_OBJECTIVE_
Convert the listing below into a JSON array of strings, one string per line, with blank lines omitted. Leave the pictures out.
>>>>
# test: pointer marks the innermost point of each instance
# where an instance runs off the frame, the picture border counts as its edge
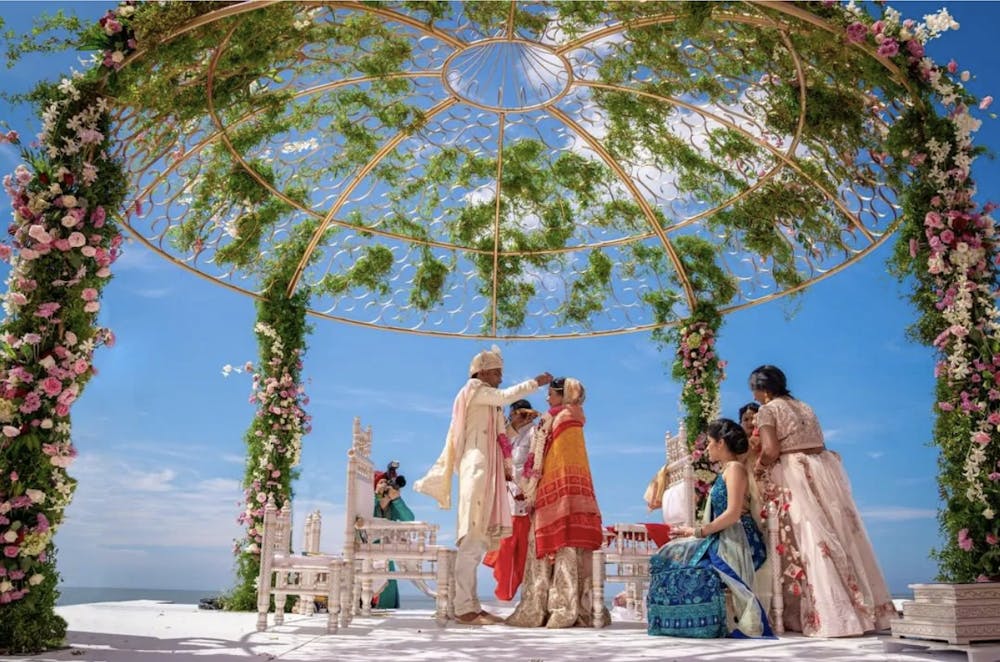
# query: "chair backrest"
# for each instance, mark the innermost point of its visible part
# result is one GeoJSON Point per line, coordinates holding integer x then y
{"type": "Point", "coordinates": [277, 534]}
{"type": "Point", "coordinates": [313, 530]}
{"type": "Point", "coordinates": [360, 472]}
{"type": "Point", "coordinates": [678, 503]}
<<<<
_SOLUTION FOR THIS TASK_
[
  "# test: pointer marks the innermost point of each instance",
  "# where an instance runs off the frame, the picture border counts as its edge",
  "# query: \"chair backrest\"",
  "# for each instance, mark the innermost point of its visible part",
  "# result is one GeoJSON Point per line, coordinates holding integer x then y",
  "{\"type\": \"Point\", \"coordinates\": [277, 534]}",
  "{\"type\": \"Point\", \"coordinates\": [313, 530]}",
  "{\"type\": \"Point\", \"coordinates\": [360, 472]}",
  "{\"type\": \"Point\", \"coordinates\": [678, 503]}"
]